BRIEF A
Rewrite the paragraph of the conservation text that starts "With the right political focus" as a short list, keeping its main facts.
BRIEF B
From the conservation text, print without changes the passage that begins at the words "With the right" and stops after "60% since 1996.".

There are conservation success stories, although many of these are notable by the fact they have tended to focus on large and iconic species such as gorillas and pandas. The traditional approach of focusing on individual species such as pandas can come at the expensive of wider biodiversity, with other mammals such as leopards, snow leopards, wolves and Asian dogs disappearing from many of the panda reserves. There has been further criticism of the top down single species approach to conservation initiatives, such as the hugely successful increase in tiger numbers in India, because it appears that it may come at a high price for indigenous people.
With the right political focus and an ecosystem level approach, however, there can be effective initiatives that provide enormous benefits for biodiversity. Costa Rica is the first tropical country to have stopped and reversed deforestation, with a ban on deforestation and a government funded initiative that pays farmers to preserve natural habitats for biodiversity and climate change mitigation. The results have been very encouraging for global conservation initiatives, increasing forest cover from a low of approximately 38% back up to 60% since 1996.
Although the latitudinal gradients mean that biodiversity is not as high in temperate climates as in tropical climates, the diversity of habitats in countries such as the UK is essential to keeping our ecosystems functioning. The state of biodiversity in the UK is poor, however, with the UK failing to meet 14 out of the 20 Aichi biodiversity targets agreed as part of the Convention on Biological Diversity. The 2019 State of Nature report records continuing declines in many UK species, with a 13% decline in average species’ abundance overall since 1970 and 15% of species being threatened with extinction from Great Britain. Although the government committed to increasing the proportion of protected land to 30% by 2030, environmental organisations have highlighted how poorly many of our ‘protected’ areas are managed, with minimal benefits for wildlife. The UK also has one of the lowest levels of forest cover in Europe at only 13%, compared to a European average of 46%.

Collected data
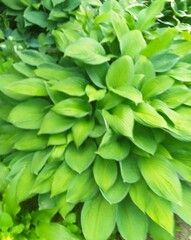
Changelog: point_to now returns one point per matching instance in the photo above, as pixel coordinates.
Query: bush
(95, 121)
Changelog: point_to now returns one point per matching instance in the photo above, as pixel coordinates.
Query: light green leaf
(38, 18)
(77, 192)
(183, 210)
(73, 86)
(160, 43)
(115, 149)
(128, 217)
(39, 160)
(164, 61)
(128, 92)
(145, 114)
(50, 231)
(161, 177)
(81, 130)
(159, 233)
(120, 73)
(132, 43)
(79, 159)
(121, 121)
(102, 215)
(62, 179)
(129, 169)
(29, 114)
(87, 50)
(117, 192)
(144, 139)
(30, 141)
(34, 58)
(175, 96)
(97, 74)
(94, 94)
(147, 17)
(73, 107)
(156, 86)
(54, 123)
(105, 173)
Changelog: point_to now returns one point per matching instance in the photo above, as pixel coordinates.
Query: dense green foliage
(95, 126)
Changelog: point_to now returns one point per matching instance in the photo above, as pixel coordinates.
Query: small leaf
(121, 121)
(53, 123)
(79, 159)
(102, 215)
(120, 73)
(161, 177)
(105, 173)
(183, 210)
(34, 111)
(73, 86)
(128, 217)
(81, 130)
(129, 169)
(117, 192)
(34, 58)
(87, 50)
(73, 107)
(132, 43)
(148, 116)
(77, 192)
(62, 179)
(164, 61)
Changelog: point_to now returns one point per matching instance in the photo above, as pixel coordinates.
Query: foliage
(95, 127)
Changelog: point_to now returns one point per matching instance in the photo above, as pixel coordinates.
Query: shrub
(95, 136)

EXERCISE SOLUTION A
- An ecosystem-level approach with the right political focus can bring large benefits for biodiversity.
- Costa Rica is the first tropical country to have stopped and reversed deforestation.
- It did this through a ban on deforestation and a government-funded program that pays farmers to preserve natural habitats for biodiversity and climate change mitigation.
- Since 1996, forest cover has risen from a low of about 38% back up to 60%, an encouraging result for global conservation.

EXERCISE SOLUTION B
With the right political focus and an ecosystem level approach, however, there can be effective initiatives that provide enormous benefits for biodiversity. Costa Rica is the first tropical country to have stopped and reversed deforestation, with a ban on deforestation and a government funded initiative that pays farmers to preserve natural habitats for biodiversity and climate change mitigation. The results have been very encouraging for global conservation initiatives, increasing forest cover from a low of approximately 38% back up to 60% since 1996.